Available data: Begin
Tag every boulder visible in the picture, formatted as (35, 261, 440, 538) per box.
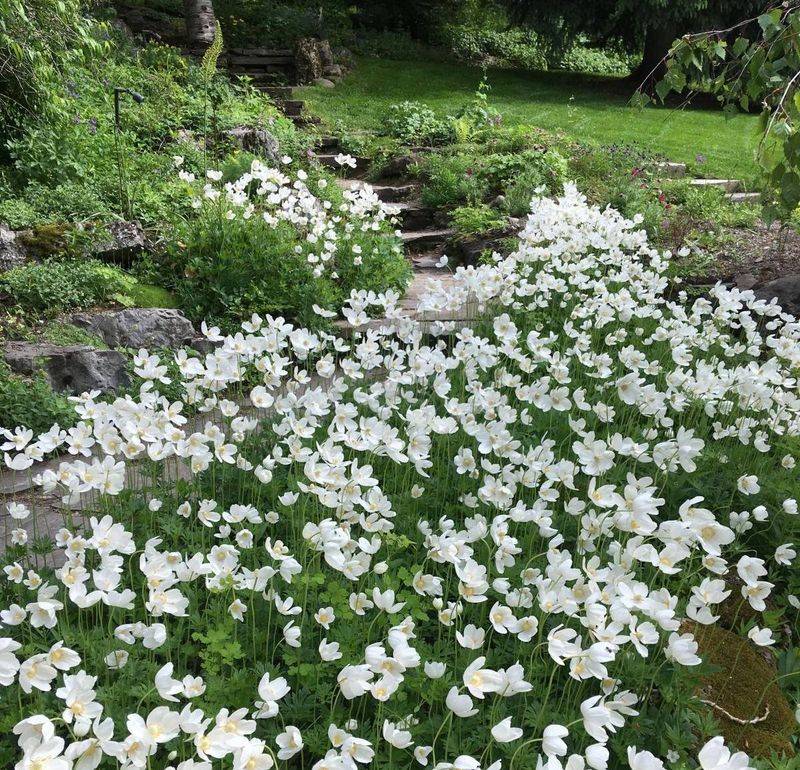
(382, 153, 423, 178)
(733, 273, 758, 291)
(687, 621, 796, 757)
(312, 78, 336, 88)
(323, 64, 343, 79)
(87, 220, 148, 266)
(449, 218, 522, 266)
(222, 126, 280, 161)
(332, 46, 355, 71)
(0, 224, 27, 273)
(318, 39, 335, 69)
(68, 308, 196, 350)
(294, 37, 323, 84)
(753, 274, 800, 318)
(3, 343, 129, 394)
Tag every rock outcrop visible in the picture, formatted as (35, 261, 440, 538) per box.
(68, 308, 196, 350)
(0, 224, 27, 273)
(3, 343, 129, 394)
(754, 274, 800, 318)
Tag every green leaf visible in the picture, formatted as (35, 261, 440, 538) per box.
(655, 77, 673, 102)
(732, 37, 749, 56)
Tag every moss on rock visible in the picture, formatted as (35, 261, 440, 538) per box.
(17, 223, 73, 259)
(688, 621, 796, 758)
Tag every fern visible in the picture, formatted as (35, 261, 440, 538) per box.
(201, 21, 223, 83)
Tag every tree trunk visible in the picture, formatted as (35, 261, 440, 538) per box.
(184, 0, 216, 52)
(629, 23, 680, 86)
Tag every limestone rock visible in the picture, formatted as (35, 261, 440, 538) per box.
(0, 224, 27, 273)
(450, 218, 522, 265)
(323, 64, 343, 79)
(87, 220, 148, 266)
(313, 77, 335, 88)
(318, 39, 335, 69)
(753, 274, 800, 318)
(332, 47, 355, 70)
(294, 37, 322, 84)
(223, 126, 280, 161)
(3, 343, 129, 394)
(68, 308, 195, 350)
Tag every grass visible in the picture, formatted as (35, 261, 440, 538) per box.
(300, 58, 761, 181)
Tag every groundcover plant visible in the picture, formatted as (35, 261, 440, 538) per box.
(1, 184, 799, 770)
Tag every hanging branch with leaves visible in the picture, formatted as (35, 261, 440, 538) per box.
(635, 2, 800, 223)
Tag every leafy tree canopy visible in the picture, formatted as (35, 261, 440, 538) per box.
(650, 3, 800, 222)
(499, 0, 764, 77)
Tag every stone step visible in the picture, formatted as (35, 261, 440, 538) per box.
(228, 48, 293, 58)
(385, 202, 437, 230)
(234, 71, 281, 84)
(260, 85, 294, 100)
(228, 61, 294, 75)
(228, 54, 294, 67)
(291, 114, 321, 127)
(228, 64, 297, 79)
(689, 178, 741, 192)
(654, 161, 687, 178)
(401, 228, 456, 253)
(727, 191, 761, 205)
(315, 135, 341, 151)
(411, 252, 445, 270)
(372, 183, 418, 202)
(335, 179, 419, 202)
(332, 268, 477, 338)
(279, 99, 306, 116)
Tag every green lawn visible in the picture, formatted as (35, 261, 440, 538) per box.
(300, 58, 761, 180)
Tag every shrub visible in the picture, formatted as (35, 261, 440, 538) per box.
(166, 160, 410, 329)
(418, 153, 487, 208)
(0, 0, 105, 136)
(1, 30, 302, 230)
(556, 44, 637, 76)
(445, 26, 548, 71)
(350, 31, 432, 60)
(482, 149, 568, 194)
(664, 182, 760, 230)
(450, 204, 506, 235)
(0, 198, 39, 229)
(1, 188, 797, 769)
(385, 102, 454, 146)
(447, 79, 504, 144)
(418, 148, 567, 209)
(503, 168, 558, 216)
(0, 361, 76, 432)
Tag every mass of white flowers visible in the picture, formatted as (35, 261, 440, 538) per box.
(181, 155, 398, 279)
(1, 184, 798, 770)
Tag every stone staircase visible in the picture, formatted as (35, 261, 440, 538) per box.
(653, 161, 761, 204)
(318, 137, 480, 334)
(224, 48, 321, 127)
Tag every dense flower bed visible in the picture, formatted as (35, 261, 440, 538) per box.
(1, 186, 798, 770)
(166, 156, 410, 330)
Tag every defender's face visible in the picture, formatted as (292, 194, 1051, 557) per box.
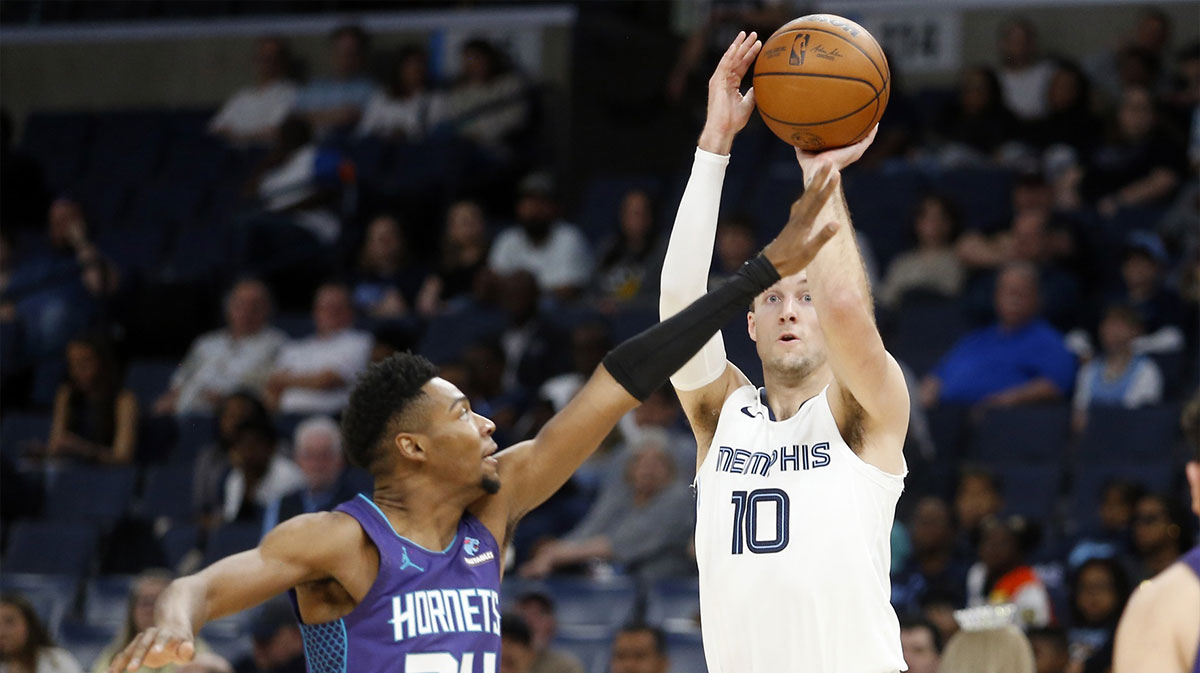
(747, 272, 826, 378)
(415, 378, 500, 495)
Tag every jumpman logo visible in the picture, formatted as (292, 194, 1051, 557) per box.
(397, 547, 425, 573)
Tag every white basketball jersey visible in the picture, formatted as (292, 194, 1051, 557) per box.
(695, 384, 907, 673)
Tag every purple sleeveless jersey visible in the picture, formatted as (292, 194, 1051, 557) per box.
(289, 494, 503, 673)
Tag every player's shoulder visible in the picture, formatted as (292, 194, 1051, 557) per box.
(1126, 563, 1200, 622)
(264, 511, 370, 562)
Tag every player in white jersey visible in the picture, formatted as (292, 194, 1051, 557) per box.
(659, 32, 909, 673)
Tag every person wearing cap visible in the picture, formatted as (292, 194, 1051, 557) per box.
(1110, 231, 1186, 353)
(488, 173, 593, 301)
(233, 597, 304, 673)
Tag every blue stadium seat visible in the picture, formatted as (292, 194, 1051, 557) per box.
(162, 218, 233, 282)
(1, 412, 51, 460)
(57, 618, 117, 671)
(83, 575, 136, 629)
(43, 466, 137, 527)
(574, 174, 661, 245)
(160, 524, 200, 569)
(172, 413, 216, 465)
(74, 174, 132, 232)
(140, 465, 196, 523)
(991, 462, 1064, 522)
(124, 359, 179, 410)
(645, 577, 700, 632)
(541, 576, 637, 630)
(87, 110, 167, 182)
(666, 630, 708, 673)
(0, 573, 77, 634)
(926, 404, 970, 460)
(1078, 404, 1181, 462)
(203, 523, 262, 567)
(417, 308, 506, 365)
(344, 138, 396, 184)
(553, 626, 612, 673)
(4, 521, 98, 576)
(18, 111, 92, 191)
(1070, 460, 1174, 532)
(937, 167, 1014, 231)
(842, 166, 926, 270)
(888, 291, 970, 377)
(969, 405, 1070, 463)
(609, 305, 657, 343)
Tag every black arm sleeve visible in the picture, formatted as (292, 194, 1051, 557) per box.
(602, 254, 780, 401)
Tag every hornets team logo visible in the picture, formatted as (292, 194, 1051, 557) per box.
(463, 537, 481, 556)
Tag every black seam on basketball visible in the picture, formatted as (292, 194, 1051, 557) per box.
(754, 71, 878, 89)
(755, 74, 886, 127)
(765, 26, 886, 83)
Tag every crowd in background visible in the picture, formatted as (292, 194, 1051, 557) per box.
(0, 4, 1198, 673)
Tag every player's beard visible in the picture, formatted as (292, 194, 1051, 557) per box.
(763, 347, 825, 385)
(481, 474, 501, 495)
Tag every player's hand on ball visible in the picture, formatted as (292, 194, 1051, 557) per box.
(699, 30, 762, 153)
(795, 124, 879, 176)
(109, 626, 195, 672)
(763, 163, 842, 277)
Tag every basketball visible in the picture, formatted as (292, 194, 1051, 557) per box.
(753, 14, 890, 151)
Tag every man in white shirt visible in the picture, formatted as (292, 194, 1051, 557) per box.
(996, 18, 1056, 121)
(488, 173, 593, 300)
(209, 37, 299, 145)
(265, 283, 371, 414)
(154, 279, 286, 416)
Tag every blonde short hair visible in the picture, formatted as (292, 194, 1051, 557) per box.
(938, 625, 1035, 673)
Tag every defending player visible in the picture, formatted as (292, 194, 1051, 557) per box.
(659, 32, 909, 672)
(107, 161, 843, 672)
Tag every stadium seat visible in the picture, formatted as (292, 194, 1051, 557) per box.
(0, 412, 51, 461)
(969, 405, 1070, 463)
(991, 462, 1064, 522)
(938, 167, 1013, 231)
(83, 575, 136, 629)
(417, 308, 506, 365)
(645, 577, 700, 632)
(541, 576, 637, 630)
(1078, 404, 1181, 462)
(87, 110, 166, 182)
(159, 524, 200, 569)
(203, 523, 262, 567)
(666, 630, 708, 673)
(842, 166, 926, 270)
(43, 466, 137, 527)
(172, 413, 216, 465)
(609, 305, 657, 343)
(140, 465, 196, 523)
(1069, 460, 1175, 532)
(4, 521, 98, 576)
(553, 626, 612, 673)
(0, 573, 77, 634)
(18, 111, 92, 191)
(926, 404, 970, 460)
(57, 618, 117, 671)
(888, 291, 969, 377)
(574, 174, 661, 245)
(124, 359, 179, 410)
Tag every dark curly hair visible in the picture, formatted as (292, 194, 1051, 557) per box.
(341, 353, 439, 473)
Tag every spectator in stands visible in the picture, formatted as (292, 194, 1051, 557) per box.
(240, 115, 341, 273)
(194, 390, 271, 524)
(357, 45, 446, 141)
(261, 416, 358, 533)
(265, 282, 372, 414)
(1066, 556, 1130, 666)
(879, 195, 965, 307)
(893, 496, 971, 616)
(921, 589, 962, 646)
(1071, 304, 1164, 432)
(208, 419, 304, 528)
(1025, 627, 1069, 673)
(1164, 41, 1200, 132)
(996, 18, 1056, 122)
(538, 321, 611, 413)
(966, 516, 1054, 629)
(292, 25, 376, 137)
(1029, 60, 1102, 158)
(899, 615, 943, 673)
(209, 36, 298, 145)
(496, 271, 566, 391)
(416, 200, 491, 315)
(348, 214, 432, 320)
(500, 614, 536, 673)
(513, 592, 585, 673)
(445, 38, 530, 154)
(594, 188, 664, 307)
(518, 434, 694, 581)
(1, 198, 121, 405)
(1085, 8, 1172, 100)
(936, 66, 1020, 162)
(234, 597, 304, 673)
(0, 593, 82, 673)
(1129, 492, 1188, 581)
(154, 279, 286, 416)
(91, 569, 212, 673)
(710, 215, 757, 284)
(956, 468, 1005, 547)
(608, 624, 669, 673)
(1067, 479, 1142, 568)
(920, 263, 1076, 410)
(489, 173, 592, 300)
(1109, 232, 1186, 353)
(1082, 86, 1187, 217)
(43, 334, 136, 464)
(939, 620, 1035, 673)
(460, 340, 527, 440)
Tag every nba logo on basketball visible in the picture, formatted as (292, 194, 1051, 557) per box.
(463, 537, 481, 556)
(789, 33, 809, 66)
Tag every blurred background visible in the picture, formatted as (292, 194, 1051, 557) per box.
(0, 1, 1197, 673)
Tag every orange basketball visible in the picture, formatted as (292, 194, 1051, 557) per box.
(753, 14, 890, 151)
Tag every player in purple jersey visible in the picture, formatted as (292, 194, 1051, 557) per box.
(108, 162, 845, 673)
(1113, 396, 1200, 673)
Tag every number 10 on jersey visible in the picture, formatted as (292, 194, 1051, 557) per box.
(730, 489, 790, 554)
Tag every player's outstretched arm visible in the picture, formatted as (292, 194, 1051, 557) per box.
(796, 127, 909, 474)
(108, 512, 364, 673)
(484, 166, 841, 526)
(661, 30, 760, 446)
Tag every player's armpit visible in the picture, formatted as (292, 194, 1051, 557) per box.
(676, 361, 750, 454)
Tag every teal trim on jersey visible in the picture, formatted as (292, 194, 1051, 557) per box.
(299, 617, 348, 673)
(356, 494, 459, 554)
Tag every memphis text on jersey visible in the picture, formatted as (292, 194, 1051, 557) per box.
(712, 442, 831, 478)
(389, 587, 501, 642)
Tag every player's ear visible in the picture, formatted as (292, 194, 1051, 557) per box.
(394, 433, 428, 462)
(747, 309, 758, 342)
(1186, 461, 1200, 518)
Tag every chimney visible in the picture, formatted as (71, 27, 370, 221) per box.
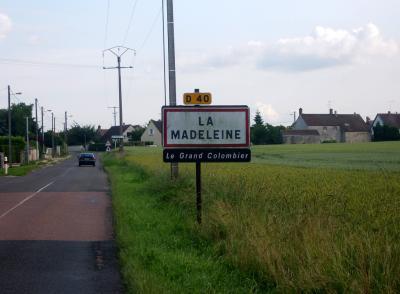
Available data: End
▶ [Exercise details]:
To answer, repeat exactly the lines from the line containing "Tag every memphis" through the last line of the data above, leaving out all pictures.

▶ [Task result]:
Tag every memphis text on jersey visible in the picture, formatted as (292, 194, 1051, 557) per box.
(712, 442, 831, 478)
(389, 587, 501, 642)
Tag every player's ear visible in the picture, formatted as (292, 194, 1051, 557) per box.
(394, 433, 428, 462)
(747, 309, 758, 342)
(1186, 461, 1200, 518)
Tag every chimney visible in the picture, formatted as (71, 27, 370, 221) per box.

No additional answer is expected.